▶ Given task: Write out the anti-money laundering library page word for word, everything from "View the details: https://yanuy.github.io/IPMN1/" down to "in financial transactions.".

Anti-Money Laundering Feature Engineering Library

View the details: https://yanuy.github.io/IPMN1/ A comprehensive machine learning system for detecting financial fraud and money laundering in transaction data. This system implements advanced feature engineering techniques, graph-based analysis, and multiple classification algorithms to identify fraudulent patterns in financial transactions.

🚀 Features

Core Capabilities

Multi-task Learning: Supports both binary fraud detection and multi-class laundering type classification
Advanced Feature Engineering: Implements sliding window algorithms for temporal features without data leakage
Graph-based Analysis: Calculates in-degree, out-degree, and network connectivity features
Temporal Pattern Detection: Extracts time-based patterns and cyclical features
Memory Optimization: Efficient processing of large datasets with chunked loading
Comprehensive Evaluation: Detailed model performance analysis with visualizations

Key Technical Features

Sliding Window Algorithm: Leak-proof temporal feature computation
Imbalanced Data Handling: SMOTE oversampling and class weight balancing
Feature Caching: Persistent storage of computed features for faster iterations
Multiple ML Algorithms: XGBoost, LightGBM, Random Forest, Logistic Regression
Cross-border Detection: Automatic identification of international transactions
Risk Scoring: Rule-based risk assessment integration

🗂️ Output Files

The system generates several output directories:

project/
├── eda_plots/              # Exploratory data analysis visualizations
│   ├── basic_statistics.png
│   ├── temporal_patterns.png
│   ├── amount_distribution.png
│   └── correlation_analysis.png
├── evaluation_plots/       # Model evaluation visualizations
│   ├── binary_roc_curves.png
│   └── binary_confusion_matrices.png
├── enhanced_evaluation/    # Advanced evaluation metrics
├── models/                 # Saved model files
│   ├── binary_XGBoost.joblib
│   ├── multiclass_XGBoost_Multi.joblib
│   ├── encoders.joblib
│   └── scalers.joblib
└── features_cache.csv      # Cached features for reuse

📋 Requirements

pandas>=1.3.0
numpy>=1.21.0
scikit-learn>=1.0.0
xgboost>=1.5.0
lightgbm>=3.3.0
matplotlib>=3.5.0
seaborn>=0.11.0
imbalanced-learn>=0.8.0
joblib>=1.1.0

🛠️ Installation

Clone the repository

git clone https://github.com/your-username/fraud-detection-system.git
cd fraud-detection-system

Install dependencies

pip install -r requirements.txt

Verify installation

from fraud_detection_system import FraudDetectionSystem
system = FraudDetectionSystem()
print("Installation successful!")

📊 Data Format

The system expects transaction data in CSV format with the following required columns:

Column	Type	Description
`Date`	datetime	Transaction date
`Time`	time	Transaction time
`Amount`	float	Transaction amount
`Sender_account`	string	Sender account identifier
`Receiver_account`	string	Receiver account identifier
`Sender_bank_location`	string	Sender bank location
`Receiver_bank_location`	string	Receiver bank location
`Payment_currency`	string	Payment currency code
`Received_currency`	string	Received currency code
`Payment_type`	string	Type of payment method
`Is_laundering`	int	Binary fraud label (0/1)

▶ Extracted material:
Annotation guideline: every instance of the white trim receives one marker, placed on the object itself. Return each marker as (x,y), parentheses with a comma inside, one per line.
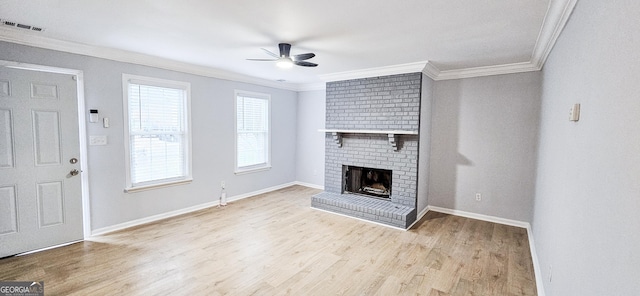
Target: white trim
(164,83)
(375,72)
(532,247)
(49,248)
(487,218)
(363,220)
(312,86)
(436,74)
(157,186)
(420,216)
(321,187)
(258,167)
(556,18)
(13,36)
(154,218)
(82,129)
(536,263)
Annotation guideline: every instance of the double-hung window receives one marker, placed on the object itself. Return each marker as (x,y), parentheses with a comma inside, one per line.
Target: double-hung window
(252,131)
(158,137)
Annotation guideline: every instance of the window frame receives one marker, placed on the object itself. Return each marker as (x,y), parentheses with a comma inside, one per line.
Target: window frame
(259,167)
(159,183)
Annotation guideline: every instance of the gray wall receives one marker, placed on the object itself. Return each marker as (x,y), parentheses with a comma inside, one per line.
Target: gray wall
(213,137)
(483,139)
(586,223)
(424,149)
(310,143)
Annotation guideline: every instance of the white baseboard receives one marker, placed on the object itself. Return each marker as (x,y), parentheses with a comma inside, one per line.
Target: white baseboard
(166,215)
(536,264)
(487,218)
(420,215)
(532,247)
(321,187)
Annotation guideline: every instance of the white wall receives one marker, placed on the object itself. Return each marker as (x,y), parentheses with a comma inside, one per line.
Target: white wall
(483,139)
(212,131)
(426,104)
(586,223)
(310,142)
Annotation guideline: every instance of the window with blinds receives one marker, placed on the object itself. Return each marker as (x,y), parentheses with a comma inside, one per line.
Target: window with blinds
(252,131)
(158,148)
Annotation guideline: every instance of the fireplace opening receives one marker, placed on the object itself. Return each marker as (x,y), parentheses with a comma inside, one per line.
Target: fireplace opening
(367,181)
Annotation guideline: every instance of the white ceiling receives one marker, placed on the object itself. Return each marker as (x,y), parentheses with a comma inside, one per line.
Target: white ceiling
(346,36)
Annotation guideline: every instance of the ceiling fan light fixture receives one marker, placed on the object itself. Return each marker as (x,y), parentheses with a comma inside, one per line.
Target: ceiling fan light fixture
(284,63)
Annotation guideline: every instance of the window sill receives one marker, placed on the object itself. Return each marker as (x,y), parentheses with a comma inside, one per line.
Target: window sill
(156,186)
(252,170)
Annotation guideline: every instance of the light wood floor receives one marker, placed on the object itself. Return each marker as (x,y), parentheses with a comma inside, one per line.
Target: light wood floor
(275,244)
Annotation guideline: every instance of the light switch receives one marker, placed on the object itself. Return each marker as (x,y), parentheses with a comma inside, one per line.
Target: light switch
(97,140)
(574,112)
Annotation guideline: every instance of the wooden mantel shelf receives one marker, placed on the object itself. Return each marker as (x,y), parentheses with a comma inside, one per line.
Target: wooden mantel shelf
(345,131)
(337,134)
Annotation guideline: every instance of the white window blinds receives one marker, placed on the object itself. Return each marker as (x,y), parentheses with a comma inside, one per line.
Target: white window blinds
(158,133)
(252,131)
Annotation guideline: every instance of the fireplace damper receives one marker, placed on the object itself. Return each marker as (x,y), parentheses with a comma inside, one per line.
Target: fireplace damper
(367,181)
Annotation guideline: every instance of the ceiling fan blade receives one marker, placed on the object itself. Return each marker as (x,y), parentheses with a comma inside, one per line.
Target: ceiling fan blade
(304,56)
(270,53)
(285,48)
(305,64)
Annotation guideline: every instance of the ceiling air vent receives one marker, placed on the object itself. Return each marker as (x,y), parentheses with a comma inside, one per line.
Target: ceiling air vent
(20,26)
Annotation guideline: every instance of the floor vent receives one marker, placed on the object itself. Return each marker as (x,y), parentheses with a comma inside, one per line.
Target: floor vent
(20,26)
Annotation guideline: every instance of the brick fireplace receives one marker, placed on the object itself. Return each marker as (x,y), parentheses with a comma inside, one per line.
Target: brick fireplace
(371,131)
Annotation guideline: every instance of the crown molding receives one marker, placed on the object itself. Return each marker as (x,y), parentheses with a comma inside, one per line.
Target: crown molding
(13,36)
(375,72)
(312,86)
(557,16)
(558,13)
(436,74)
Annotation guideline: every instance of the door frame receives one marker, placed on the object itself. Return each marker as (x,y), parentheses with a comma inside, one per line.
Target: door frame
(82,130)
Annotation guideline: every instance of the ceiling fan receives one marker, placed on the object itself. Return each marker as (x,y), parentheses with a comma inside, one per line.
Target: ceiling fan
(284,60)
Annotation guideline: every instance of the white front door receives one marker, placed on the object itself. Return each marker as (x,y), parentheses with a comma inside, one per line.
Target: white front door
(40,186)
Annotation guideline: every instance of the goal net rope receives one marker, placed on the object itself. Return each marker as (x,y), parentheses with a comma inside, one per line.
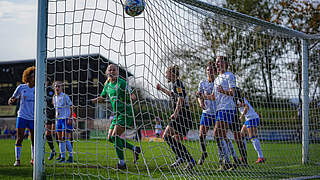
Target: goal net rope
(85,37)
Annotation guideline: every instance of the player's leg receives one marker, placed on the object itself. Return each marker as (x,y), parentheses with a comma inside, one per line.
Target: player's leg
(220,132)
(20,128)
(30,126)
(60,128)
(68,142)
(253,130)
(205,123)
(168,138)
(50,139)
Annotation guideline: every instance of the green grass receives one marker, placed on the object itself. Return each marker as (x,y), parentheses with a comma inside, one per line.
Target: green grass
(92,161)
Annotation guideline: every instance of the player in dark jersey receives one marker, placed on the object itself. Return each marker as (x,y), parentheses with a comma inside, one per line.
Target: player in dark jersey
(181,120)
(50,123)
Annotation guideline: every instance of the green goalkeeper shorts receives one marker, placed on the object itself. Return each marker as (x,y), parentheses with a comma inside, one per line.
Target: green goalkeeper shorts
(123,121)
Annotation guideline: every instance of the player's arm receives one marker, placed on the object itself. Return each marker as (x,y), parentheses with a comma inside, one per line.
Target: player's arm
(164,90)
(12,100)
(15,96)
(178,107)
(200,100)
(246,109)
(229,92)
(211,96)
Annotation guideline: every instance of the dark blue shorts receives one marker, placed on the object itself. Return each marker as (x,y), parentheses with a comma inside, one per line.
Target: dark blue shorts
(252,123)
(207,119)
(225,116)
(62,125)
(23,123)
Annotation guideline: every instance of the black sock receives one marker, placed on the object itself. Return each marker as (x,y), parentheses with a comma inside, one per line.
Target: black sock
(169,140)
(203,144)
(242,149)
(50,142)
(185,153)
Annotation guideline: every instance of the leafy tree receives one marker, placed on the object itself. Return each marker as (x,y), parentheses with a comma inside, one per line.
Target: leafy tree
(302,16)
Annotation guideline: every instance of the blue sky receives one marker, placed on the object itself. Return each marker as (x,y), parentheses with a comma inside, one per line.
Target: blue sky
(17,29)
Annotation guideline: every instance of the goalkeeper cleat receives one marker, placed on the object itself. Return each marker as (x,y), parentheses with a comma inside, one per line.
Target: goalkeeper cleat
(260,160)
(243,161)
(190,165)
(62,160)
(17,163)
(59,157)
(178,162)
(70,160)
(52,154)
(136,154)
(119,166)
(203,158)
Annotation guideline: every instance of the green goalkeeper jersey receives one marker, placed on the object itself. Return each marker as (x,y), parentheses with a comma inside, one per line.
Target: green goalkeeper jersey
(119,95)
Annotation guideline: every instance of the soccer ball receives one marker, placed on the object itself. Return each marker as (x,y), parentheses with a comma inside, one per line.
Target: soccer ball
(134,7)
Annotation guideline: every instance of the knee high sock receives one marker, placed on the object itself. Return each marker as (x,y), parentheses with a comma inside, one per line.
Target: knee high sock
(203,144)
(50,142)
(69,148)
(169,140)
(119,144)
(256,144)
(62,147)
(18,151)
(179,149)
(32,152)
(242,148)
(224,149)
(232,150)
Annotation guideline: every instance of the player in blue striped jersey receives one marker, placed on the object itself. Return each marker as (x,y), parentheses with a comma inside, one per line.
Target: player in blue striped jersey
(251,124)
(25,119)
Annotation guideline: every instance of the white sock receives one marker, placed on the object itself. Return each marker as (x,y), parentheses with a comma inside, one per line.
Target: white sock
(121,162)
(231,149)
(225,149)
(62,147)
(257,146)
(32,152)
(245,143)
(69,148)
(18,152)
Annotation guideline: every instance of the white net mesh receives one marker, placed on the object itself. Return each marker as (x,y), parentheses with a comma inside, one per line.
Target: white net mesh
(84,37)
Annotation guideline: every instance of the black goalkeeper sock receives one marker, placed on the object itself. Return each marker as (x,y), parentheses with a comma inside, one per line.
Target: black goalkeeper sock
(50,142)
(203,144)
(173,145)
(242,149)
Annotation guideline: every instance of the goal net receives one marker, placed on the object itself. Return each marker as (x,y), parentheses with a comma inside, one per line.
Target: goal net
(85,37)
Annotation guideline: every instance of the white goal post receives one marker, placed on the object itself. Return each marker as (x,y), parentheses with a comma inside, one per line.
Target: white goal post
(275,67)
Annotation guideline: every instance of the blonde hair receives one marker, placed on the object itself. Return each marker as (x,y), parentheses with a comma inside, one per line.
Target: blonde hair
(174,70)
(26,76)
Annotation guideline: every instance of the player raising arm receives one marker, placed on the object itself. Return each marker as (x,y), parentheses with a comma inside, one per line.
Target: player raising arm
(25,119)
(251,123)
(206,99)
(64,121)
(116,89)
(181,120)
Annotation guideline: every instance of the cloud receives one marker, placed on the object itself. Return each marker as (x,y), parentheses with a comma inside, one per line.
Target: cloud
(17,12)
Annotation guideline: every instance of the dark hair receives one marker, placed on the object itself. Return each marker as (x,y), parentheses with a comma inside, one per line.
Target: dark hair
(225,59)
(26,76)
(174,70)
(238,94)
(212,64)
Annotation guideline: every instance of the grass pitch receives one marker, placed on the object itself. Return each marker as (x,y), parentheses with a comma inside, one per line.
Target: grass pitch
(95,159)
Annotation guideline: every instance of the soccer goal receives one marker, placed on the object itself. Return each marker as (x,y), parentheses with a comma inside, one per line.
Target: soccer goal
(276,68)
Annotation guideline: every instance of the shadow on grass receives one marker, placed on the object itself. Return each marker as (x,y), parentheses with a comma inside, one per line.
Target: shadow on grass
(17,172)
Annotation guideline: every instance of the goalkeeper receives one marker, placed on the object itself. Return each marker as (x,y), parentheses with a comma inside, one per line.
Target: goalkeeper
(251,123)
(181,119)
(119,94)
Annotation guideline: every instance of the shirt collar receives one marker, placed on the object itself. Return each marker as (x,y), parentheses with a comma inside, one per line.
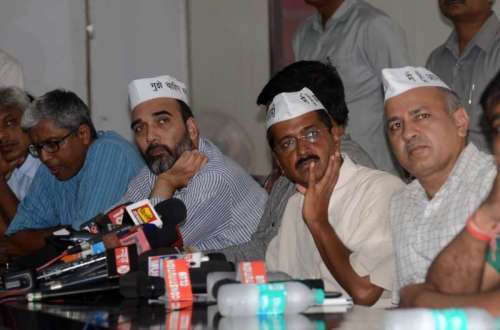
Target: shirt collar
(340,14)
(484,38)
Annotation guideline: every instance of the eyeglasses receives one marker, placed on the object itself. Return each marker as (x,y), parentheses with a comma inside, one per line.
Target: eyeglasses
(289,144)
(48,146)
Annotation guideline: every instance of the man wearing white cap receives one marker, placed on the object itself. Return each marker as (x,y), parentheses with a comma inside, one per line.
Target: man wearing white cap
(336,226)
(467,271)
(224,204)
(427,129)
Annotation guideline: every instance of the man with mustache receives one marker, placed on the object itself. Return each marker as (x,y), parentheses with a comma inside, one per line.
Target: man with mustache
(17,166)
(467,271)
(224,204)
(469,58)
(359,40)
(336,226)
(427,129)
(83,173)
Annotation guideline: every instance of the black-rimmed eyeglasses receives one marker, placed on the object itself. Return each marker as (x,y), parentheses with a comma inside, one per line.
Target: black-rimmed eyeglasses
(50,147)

▶ Solution to this exercise:
View the details: https://yanuy.github.io/IPMN1/ A comprehensive machine learning system for detecting financial fraud and money laundering in transaction data. This system implements advanced feature engineering techniques, graph-based analysis, and multiple classification algorithms to identify fraudulent patterns in financial transactions.